#### [Brief]
Reproduce each entry exactly.

[Natural language region descriptions]
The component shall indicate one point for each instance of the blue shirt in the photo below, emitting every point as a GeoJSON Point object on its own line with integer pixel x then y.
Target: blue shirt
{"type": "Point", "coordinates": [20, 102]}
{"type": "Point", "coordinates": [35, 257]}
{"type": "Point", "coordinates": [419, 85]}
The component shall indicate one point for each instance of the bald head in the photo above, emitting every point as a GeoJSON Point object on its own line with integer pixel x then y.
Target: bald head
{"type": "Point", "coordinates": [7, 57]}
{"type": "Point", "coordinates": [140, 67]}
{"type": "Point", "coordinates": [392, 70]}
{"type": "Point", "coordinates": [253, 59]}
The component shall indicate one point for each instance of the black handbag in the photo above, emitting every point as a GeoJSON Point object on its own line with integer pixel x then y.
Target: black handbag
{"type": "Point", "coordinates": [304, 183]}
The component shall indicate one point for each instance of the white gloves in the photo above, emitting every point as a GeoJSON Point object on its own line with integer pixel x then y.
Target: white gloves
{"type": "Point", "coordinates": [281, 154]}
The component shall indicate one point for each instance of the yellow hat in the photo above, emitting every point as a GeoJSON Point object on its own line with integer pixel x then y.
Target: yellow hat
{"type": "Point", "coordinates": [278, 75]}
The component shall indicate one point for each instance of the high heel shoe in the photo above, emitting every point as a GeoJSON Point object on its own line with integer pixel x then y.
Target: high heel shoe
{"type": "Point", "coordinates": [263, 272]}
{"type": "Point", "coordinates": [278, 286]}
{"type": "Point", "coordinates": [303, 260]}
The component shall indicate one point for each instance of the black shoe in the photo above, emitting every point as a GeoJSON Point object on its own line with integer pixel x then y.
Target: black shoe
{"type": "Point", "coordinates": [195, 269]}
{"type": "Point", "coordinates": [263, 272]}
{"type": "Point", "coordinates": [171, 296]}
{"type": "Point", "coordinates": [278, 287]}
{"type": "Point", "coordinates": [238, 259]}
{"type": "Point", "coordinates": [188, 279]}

#### [Answer to this task]
The component shall indicate one point for each instance of the blue shirt in the photo below, emitting every point as a GeoJSON Point object on its own line with integer pixel x then y.
Target: blue shirt
{"type": "Point", "coordinates": [20, 102]}
{"type": "Point", "coordinates": [35, 257]}
{"type": "Point", "coordinates": [419, 85]}
The component shall indicate one point for each instance of the bald head in the photo above, emitting every point as a GeoJSON Point object on its own line with integer pixel x then y.
Target: bald head
{"type": "Point", "coordinates": [7, 57]}
{"type": "Point", "coordinates": [140, 67]}
{"type": "Point", "coordinates": [392, 70]}
{"type": "Point", "coordinates": [253, 59]}
The component shall indicate one point for each instance of the black handbag in the photo above, emitting every point as a GeoJSON Point object on its own line with integer pixel x then y.
Target: black handbag
{"type": "Point", "coordinates": [304, 183]}
The component shall indicate one point for each instance of the white gloves in the photo above, emitting every point as a GeoJSON Point object on its own line with integer pixel x then y.
Target: white gloves
{"type": "Point", "coordinates": [281, 154]}
The component shall indicate one point for each instance of the yellow hat in the photo above, emitting every point as a GeoJSON Point object on its own line with integer pixel x then y.
Target: yellow hat
{"type": "Point", "coordinates": [278, 75]}
The component shall indicate one point for each instance of the high heel shoe in the photo above, emitting every point as a GeoJSON Point object on its own line with integer pixel x then y.
Target: high heel shoe
{"type": "Point", "coordinates": [263, 272]}
{"type": "Point", "coordinates": [278, 286]}
{"type": "Point", "coordinates": [303, 260]}
The component shall indicate one point for each instance of the black shoe in the photo above, emitting every point as a GeoJSON Point object on its own line with integer pixel x then y.
Target: black shoe
{"type": "Point", "coordinates": [195, 269]}
{"type": "Point", "coordinates": [263, 272]}
{"type": "Point", "coordinates": [171, 296]}
{"type": "Point", "coordinates": [278, 287]}
{"type": "Point", "coordinates": [238, 259]}
{"type": "Point", "coordinates": [188, 279]}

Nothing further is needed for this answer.